MATERIAL SUPPLIED:
_____
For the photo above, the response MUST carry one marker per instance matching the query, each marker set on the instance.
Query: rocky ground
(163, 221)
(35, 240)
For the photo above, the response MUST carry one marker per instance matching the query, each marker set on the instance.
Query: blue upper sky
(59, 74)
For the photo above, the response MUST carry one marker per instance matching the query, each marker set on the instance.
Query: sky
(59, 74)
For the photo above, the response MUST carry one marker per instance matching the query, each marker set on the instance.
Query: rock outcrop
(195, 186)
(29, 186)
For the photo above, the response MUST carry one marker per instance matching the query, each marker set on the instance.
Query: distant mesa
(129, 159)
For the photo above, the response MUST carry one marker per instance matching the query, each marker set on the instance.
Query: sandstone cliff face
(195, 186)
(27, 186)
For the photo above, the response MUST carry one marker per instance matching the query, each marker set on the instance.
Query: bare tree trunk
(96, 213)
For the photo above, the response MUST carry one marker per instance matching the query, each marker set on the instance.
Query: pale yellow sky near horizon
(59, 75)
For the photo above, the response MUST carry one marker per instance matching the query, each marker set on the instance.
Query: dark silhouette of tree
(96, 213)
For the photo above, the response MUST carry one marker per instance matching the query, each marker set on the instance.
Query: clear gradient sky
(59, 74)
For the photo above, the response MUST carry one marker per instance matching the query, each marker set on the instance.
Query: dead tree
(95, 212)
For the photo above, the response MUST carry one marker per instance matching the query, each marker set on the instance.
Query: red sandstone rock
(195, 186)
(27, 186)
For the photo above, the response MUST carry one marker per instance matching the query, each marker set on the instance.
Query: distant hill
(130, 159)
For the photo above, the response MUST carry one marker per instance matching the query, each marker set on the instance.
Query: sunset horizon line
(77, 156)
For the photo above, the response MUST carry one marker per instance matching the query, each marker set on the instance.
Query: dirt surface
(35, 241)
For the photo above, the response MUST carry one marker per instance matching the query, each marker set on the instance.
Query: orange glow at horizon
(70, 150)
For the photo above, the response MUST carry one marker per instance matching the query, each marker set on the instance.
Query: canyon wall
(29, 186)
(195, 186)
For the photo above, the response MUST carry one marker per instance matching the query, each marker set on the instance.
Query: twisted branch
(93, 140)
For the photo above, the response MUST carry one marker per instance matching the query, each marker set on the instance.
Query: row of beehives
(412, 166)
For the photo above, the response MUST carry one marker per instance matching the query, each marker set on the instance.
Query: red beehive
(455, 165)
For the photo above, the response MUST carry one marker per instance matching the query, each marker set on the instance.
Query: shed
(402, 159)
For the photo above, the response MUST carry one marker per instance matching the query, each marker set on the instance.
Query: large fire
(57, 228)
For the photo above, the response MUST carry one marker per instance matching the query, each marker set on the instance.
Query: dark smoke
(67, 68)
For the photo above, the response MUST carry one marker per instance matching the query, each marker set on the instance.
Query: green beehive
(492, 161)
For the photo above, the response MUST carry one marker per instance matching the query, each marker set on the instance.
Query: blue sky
_____
Every entry should be output exactly as written, please.

SOLUTION FOR THIS TASK:
For the photo above, the response MUST carry one marker per instance matching the query, each marker set on the instance.
Query: rocky ground
(163, 221)
(35, 240)
For the photo above, the response MUST carry one marker per instance matching the query, each marker set on the instance.
Query: blue upper sky
(59, 74)
For the photo above, the response MUST carry one marker per instance matching the query, each marker set on the instance.
Query: sky
(59, 74)
For the photo above, the response MUST carry one marker per instance matching the query, each marker set on the instance.
Query: rock outcrop
(195, 186)
(29, 186)
For the photo above, the response MUST carry one marker per instance matching the query, each marker set on the instance.
Query: distant mesa
(129, 159)
For the photo above, the response MUST carry one marker per instance matching the query, each marker set on the instance.
Query: sandstone cliff face
(195, 186)
(27, 186)
For the photo above, the response MUST carry one marker per instance matching the query, each marker set on the instance.
Query: bare tree trunk
(96, 213)
For the photo above, the response MUST carry one marker per instance matching the query, each marker set on the instance.
Query: pale yellow sky near horizon
(59, 75)
For the photo above, the response MUST carry one marker per instance matching the query, each marker set on the instance.
Query: dark silhouette of tree
(96, 213)
For the photo above, the response MUST carry one marker per instance matching the query, each marker set on the instance.
Query: clear gradient sky
(59, 74)
For the photo above, the response MUST carry one marker per instance matching the query, each marker set on the instance.
Query: dead tree
(95, 212)
For the photo above, the response MUST carry one marker per instance matching the query, each marker set on the instance.
Query: red sandstone rock
(195, 186)
(27, 186)
For the photo above, the response MUST carry one marker per instance matching the query, each marker set on the instance.
Query: distant hill
(130, 159)
For the photo above, the response MUST carry one marker per instance matching the query, each marker set on the instance.
Query: sunset horizon line
(77, 156)
For the photo above, the response MUST carry one marker per instance matching the query, each marker set on the instance.
Query: dirt surface
(35, 241)
For the photo above, the response MUST carry one marker per instance matching the query, each marker set on the instance.
Query: orange glow at horizon
(70, 150)
For the photo above, the response MUST carry one marker per instance matching the query, each marker set on the instance.
Query: canyon wall
(29, 186)
(195, 186)
For the photo above, the response MUST carry one marker per instance matching the query, each marker set on the instance.
Query: twisted branch
(93, 140)
For the photo above, the response MUST carry one marker per instance matching the query, each marker set on the instance.
Query: row of beehives
(412, 166)
For the photo above, the response MUST carry one marker per instance matching the query, each marker set on the instance.
Query: red beehive
(455, 165)
For the photo above, the response MUST carry one marker per instance matching the query, each marker set on the instance.
Query: shed
(402, 159)
For the photo above, the response MUST carry one marker per instance matching the query, each marker set on the instance.
Query: large fire
(57, 228)
For the photo above, the response MUST carry one marker per instance matching the query, each marker set on the instance.
Query: dark smoke
(67, 68)
For the photo above, the response MUST carry one marker per instance matching the query, each marker set on the instance.
Query: green beehive
(492, 161)
For the photo above, the response MUST carry one marker per instance matching the query, each marker set on the instance.
Query: blue sky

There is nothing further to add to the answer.